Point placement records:
====
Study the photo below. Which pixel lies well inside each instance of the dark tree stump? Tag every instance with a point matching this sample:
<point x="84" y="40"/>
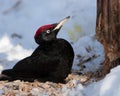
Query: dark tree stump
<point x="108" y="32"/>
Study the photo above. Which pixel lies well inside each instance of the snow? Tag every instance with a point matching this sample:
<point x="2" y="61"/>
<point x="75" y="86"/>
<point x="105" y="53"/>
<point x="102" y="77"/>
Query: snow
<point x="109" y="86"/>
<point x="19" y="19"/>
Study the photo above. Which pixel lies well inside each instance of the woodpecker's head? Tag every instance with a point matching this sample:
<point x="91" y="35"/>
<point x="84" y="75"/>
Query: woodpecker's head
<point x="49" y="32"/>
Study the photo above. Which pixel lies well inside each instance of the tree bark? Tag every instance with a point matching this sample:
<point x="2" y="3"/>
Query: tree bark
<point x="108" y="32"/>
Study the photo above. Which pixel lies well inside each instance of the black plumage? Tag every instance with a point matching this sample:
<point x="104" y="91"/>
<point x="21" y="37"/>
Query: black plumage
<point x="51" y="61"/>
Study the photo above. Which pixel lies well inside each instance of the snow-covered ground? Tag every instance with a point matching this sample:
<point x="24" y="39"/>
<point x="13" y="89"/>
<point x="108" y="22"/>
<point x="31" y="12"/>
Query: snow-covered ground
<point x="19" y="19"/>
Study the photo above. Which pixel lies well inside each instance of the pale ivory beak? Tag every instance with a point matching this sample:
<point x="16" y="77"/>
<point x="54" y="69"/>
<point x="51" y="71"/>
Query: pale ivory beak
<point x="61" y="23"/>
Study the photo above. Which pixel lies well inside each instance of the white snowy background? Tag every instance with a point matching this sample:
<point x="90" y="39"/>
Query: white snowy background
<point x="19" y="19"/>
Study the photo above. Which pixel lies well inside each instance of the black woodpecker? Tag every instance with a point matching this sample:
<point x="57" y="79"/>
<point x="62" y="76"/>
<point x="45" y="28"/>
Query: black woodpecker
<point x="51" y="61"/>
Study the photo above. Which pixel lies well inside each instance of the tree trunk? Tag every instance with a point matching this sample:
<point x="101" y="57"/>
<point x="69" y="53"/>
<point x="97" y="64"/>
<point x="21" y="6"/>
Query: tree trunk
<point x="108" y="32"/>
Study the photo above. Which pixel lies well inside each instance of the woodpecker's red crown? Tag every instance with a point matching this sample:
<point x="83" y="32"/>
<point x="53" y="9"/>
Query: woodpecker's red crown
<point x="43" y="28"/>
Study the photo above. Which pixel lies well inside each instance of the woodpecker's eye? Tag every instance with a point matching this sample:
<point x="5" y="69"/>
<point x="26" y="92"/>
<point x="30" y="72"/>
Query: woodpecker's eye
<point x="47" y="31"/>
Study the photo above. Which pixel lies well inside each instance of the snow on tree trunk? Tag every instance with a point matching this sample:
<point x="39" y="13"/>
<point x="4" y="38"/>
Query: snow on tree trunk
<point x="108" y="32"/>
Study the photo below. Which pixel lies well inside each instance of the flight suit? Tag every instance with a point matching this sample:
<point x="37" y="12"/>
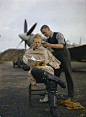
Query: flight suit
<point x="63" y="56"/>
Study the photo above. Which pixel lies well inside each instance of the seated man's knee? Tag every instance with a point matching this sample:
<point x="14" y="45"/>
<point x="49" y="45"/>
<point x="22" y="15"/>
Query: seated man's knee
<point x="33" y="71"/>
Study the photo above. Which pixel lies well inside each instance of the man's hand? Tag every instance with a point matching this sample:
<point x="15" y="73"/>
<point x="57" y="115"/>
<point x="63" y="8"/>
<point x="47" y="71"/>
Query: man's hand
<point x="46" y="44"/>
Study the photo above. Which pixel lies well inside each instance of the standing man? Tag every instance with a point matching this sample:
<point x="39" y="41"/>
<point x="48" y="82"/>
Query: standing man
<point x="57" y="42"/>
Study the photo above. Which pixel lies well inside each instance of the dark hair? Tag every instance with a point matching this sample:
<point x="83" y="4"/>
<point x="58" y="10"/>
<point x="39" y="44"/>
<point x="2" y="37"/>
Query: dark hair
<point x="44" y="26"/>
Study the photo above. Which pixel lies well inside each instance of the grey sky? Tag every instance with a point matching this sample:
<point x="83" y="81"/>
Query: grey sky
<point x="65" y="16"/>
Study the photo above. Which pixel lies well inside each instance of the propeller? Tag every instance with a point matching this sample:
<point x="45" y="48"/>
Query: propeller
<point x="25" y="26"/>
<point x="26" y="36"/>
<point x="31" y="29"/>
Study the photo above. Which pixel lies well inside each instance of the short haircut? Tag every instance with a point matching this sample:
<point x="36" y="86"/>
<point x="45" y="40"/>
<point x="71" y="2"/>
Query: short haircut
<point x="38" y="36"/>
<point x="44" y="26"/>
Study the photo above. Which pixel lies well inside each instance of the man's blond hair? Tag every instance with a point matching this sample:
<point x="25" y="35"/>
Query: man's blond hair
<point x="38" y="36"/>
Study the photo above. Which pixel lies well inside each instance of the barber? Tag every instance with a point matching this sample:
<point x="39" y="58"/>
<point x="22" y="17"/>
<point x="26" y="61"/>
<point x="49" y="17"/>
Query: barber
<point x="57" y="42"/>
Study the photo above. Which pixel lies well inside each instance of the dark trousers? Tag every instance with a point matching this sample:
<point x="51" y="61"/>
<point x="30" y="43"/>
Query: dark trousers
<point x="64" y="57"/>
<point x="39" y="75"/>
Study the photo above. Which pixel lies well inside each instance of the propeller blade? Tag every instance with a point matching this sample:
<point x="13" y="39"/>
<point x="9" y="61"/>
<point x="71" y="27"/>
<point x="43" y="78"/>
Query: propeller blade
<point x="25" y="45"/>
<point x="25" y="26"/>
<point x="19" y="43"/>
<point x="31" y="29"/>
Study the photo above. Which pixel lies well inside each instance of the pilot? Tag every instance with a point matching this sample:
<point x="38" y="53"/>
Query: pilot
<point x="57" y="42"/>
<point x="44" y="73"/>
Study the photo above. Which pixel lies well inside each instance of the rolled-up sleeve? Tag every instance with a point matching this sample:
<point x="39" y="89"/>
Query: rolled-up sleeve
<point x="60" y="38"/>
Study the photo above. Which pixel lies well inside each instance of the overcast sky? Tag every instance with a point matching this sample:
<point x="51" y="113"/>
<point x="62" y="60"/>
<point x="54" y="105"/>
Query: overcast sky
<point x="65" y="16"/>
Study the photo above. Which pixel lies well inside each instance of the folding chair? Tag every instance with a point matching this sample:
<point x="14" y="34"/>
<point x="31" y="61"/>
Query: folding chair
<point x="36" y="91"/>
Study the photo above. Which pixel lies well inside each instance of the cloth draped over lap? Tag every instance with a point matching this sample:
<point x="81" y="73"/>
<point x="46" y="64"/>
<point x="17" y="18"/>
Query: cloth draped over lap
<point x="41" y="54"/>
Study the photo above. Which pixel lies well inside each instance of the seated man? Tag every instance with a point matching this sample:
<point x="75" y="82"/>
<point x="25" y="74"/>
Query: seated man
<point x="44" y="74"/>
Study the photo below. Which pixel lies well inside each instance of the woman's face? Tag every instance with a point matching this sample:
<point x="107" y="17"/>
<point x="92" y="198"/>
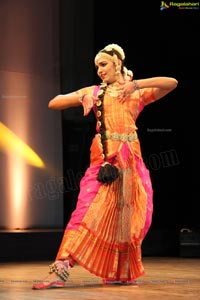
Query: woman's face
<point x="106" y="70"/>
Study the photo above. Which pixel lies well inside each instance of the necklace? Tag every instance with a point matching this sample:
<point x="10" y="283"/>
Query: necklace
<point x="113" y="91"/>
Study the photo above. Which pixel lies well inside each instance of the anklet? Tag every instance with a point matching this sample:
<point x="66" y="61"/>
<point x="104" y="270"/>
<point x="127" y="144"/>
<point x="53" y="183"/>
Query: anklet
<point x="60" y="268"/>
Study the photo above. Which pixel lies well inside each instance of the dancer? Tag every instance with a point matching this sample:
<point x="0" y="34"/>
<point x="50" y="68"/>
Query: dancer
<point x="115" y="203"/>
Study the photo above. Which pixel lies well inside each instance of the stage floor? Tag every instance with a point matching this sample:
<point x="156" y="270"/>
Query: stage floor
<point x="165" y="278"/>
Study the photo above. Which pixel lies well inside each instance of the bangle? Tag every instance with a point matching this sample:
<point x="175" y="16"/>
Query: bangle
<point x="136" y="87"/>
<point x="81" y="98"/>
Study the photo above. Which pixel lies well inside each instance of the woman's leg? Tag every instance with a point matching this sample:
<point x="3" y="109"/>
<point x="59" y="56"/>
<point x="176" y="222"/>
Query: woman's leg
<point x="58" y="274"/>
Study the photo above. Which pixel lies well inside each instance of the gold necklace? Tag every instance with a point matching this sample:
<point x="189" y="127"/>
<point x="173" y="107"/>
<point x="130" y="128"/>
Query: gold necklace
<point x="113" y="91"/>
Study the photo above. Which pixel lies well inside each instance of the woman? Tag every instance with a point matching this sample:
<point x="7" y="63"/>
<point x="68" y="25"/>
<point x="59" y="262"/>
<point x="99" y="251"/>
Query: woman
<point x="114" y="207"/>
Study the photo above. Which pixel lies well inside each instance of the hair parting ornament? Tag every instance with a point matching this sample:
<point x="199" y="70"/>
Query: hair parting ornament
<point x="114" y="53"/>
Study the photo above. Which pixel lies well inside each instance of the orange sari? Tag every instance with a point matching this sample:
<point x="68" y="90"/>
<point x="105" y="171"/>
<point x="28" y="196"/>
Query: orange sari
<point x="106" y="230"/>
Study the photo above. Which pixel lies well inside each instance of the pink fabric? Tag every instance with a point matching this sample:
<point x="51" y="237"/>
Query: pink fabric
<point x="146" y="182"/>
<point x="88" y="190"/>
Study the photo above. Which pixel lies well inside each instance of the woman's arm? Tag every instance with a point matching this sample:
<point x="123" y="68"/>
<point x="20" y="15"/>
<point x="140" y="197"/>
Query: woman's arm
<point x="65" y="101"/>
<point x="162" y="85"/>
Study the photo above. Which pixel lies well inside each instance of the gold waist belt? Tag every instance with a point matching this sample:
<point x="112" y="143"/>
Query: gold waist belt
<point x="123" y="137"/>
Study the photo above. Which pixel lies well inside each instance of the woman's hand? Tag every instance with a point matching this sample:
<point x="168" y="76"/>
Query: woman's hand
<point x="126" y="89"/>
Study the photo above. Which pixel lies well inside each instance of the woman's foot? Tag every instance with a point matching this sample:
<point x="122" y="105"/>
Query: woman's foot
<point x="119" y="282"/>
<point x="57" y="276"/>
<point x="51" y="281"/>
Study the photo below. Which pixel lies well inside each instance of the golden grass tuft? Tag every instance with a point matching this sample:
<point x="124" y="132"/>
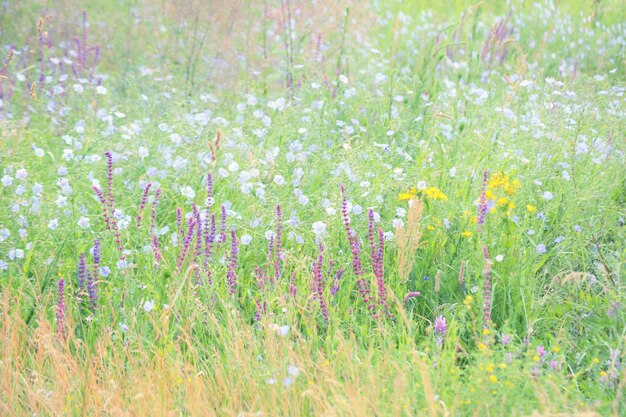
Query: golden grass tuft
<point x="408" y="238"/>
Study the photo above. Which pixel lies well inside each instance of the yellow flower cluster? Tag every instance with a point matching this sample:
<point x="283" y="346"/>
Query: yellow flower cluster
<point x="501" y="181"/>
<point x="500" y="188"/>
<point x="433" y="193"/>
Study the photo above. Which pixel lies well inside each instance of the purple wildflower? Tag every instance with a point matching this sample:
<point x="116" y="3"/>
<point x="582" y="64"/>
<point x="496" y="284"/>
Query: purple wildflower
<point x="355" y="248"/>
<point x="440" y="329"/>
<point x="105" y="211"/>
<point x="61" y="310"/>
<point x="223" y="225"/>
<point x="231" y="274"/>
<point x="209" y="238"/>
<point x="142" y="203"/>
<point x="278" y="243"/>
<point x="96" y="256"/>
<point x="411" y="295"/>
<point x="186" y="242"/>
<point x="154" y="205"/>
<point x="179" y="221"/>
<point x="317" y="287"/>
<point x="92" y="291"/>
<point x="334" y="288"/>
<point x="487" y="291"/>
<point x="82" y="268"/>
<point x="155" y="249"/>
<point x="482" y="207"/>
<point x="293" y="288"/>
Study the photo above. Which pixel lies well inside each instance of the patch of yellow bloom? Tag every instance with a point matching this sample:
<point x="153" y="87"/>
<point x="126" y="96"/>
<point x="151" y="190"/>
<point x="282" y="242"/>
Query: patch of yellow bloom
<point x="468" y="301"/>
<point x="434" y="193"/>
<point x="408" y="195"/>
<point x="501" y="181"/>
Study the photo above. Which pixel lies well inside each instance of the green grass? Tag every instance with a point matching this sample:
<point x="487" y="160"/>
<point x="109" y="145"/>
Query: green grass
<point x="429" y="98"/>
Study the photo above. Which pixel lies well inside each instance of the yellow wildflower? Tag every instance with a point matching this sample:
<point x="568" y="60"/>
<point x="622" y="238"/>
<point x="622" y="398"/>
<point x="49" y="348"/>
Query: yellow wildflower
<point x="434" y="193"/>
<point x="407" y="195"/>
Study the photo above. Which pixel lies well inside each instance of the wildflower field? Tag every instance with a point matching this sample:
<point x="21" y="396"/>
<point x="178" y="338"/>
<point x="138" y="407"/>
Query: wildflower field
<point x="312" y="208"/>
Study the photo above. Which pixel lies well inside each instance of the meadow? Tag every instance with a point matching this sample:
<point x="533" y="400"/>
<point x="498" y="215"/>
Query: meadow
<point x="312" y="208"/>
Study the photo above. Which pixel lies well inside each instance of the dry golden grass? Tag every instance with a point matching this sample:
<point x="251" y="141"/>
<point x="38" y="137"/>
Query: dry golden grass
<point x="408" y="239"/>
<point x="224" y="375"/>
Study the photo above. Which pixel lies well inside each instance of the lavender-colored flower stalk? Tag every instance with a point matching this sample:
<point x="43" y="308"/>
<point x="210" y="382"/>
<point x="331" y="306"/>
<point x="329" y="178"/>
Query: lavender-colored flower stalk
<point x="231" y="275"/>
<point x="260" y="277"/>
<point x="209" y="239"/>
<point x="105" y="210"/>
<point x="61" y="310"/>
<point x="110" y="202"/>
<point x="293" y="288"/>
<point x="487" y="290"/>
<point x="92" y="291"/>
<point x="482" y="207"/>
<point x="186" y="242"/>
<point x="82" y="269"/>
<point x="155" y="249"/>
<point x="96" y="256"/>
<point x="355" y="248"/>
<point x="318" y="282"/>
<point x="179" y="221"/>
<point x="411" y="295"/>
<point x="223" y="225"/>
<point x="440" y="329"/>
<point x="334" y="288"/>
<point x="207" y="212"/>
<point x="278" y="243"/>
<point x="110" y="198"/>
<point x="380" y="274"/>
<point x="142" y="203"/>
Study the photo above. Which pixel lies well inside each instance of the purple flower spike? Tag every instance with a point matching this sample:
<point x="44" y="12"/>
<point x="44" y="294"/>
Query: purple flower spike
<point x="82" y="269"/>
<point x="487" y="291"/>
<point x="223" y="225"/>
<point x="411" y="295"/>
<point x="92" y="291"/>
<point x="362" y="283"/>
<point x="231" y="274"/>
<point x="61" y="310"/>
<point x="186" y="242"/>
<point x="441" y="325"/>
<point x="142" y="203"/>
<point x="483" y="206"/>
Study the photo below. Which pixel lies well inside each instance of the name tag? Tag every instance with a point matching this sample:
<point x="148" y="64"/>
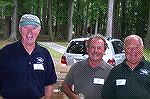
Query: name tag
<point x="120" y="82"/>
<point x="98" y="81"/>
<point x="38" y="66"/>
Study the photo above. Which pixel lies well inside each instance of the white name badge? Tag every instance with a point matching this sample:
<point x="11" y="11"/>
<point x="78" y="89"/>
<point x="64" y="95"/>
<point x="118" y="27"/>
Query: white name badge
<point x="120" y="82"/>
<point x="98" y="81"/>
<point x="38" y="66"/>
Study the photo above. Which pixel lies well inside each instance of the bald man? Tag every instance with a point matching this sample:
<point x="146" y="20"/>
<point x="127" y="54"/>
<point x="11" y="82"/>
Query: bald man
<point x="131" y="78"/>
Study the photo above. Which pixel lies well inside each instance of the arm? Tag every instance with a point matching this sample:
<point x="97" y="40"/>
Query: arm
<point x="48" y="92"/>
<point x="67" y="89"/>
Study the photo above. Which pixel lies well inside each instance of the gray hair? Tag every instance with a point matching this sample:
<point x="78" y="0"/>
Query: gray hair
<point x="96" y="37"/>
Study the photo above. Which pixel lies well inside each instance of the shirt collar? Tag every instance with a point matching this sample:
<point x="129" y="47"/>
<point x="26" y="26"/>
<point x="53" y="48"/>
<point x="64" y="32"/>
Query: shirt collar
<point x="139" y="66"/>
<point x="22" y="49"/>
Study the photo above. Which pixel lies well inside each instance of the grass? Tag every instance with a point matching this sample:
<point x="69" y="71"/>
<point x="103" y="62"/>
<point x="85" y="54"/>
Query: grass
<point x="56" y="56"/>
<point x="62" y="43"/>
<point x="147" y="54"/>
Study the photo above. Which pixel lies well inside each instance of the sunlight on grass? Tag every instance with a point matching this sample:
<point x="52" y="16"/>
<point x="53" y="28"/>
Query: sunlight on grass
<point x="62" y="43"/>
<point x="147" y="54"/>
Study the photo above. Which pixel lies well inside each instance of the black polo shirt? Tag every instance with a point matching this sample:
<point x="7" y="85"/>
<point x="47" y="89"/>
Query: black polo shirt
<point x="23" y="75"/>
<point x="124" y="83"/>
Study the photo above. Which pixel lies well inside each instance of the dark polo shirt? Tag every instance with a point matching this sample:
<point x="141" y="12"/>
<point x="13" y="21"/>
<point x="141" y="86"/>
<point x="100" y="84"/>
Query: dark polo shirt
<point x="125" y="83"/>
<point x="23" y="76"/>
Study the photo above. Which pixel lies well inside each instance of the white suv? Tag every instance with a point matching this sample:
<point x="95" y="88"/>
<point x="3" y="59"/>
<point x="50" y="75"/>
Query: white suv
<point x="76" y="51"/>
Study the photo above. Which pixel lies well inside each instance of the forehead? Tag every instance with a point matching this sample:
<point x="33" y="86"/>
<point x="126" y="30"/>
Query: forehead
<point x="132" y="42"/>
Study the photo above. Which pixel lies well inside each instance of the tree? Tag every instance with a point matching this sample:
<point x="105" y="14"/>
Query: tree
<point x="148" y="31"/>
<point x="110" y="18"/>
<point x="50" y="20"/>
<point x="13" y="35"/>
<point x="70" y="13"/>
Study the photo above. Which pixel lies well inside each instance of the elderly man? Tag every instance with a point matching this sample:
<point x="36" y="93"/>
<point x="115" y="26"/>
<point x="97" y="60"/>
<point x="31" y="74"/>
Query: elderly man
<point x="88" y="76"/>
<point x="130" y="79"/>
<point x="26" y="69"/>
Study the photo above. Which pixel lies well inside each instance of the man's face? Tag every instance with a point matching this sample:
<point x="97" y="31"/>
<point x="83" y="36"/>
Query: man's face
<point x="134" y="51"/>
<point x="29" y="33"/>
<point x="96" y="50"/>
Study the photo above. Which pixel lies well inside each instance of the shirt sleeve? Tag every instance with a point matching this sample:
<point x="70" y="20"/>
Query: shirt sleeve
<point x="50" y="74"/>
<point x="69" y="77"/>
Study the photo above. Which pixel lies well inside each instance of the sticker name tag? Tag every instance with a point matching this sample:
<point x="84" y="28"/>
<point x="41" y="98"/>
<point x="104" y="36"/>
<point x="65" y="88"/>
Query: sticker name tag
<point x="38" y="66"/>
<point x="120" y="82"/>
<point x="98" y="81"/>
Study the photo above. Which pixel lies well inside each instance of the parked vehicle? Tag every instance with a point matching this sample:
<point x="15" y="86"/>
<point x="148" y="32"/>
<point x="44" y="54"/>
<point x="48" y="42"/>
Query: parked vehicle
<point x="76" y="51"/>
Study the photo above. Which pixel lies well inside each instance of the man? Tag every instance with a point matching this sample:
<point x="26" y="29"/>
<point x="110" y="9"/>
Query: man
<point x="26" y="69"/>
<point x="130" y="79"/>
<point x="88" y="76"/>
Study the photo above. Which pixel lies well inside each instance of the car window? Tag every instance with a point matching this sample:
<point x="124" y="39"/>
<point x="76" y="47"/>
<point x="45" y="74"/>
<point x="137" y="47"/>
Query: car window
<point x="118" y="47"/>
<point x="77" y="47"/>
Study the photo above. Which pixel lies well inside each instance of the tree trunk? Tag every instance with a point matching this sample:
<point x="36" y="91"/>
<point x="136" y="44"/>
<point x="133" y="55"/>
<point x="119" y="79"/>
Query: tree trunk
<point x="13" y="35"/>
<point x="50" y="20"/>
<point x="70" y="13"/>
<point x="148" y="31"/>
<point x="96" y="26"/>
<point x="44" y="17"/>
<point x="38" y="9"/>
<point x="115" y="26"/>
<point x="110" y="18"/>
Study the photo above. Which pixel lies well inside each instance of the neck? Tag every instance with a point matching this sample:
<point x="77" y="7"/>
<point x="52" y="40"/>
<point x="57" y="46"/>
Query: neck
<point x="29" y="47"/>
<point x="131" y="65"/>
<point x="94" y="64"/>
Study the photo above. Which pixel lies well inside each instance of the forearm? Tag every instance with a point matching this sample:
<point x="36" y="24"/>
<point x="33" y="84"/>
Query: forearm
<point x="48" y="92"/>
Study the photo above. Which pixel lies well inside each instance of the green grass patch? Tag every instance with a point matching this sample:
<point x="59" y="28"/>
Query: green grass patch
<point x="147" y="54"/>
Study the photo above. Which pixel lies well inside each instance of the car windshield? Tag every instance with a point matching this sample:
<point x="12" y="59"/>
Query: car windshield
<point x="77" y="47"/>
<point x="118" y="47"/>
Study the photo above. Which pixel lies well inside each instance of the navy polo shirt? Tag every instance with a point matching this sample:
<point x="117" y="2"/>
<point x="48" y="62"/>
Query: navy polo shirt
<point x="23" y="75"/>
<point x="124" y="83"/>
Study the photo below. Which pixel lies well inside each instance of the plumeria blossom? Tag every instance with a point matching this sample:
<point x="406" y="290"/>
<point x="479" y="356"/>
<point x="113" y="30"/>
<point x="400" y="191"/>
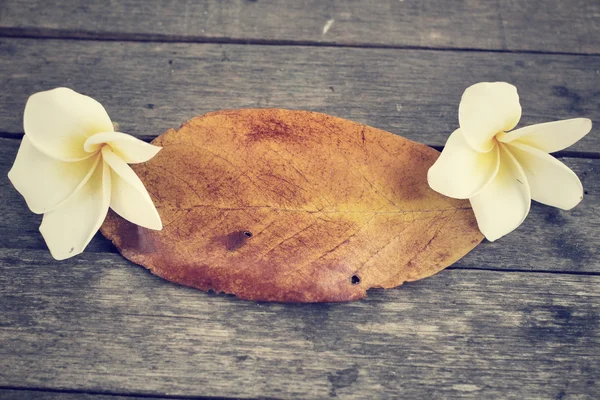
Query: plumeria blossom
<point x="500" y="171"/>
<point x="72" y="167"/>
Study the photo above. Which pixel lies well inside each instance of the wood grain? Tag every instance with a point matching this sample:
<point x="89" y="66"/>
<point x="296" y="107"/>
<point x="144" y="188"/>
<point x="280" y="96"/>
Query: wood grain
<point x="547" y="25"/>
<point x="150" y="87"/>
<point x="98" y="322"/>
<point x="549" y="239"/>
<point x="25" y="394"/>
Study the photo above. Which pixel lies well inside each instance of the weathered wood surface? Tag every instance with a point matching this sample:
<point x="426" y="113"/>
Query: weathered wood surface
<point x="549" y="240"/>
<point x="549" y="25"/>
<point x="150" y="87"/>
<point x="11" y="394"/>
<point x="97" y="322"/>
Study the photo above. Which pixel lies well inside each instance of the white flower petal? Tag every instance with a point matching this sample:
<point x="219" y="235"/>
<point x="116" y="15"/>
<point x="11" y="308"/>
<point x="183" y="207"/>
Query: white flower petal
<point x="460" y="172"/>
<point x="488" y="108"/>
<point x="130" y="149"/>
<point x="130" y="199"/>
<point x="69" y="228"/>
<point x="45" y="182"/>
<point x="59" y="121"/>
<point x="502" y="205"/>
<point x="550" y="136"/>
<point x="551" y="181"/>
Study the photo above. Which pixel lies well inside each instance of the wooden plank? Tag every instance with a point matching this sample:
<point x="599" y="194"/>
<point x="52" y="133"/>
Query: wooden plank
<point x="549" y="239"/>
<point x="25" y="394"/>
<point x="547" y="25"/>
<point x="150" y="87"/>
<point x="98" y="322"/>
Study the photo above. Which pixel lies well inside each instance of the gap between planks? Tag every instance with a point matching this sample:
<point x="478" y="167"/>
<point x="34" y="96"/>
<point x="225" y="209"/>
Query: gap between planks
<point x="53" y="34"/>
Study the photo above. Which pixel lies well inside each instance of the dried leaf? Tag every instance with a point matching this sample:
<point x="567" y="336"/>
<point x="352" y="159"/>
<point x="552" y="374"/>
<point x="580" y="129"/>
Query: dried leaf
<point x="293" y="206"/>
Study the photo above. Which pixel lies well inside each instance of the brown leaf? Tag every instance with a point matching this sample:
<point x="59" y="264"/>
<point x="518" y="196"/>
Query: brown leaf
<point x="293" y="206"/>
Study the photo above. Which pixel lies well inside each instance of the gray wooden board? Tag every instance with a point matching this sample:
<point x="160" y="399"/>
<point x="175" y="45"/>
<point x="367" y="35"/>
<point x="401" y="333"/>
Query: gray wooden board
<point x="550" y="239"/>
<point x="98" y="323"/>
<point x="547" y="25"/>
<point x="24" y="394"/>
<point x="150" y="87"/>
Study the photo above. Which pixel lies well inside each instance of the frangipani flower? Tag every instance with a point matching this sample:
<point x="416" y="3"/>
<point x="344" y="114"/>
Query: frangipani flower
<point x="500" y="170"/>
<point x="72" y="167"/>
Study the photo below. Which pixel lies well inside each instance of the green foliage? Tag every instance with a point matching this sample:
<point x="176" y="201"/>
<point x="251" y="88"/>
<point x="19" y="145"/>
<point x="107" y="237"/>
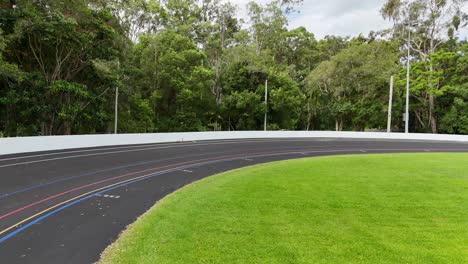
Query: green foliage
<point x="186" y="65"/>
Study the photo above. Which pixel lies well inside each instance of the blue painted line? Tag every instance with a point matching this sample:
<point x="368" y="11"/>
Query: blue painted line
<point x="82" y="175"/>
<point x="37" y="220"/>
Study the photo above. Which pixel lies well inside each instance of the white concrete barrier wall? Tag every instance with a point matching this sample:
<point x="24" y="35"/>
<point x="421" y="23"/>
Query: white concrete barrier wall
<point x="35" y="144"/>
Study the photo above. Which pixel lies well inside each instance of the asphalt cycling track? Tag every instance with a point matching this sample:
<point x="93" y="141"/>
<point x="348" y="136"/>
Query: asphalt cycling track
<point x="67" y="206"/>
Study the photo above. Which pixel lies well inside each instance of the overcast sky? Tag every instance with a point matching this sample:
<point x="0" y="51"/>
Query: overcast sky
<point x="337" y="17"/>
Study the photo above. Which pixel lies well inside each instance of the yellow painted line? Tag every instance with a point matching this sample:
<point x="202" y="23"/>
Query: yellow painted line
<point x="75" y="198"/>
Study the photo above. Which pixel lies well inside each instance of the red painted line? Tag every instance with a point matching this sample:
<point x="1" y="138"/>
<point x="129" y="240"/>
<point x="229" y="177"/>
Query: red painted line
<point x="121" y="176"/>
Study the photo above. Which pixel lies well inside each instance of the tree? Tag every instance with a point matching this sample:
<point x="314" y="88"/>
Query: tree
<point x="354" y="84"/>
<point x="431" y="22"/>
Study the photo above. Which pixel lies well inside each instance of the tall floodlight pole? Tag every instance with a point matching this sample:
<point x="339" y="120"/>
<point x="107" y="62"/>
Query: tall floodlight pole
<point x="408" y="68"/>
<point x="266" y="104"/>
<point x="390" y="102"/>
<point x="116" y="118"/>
====
→ GOAL:
Repeat word for word the lines running from the line containing "the red painted" to the end of the entries above, inclusive.

→ FINISHED EXERCISE:
Study the photo above. Which pixel lies well inside each instance of the red painted line? Tag every instance with a point matching this sample:
<point x="1" y="138"/>
<point x="129" y="240"/>
<point x="229" y="177"/>
Query: red painted line
<point x="121" y="176"/>
Study the photo above. Which pixel lies well inside each instance of the tree? Tag every instance with a point matching this sample:
<point x="314" y="88"/>
Query: tree
<point x="354" y="84"/>
<point x="431" y="22"/>
Study the photo above. Which pixel lies well inside each instance of the tall floodlight pole? Tag every instance with a point matching this sample:
<point x="339" y="120"/>
<point x="107" y="62"/>
Query: tall floodlight pole
<point x="408" y="68"/>
<point x="266" y="104"/>
<point x="390" y="102"/>
<point x="116" y="118"/>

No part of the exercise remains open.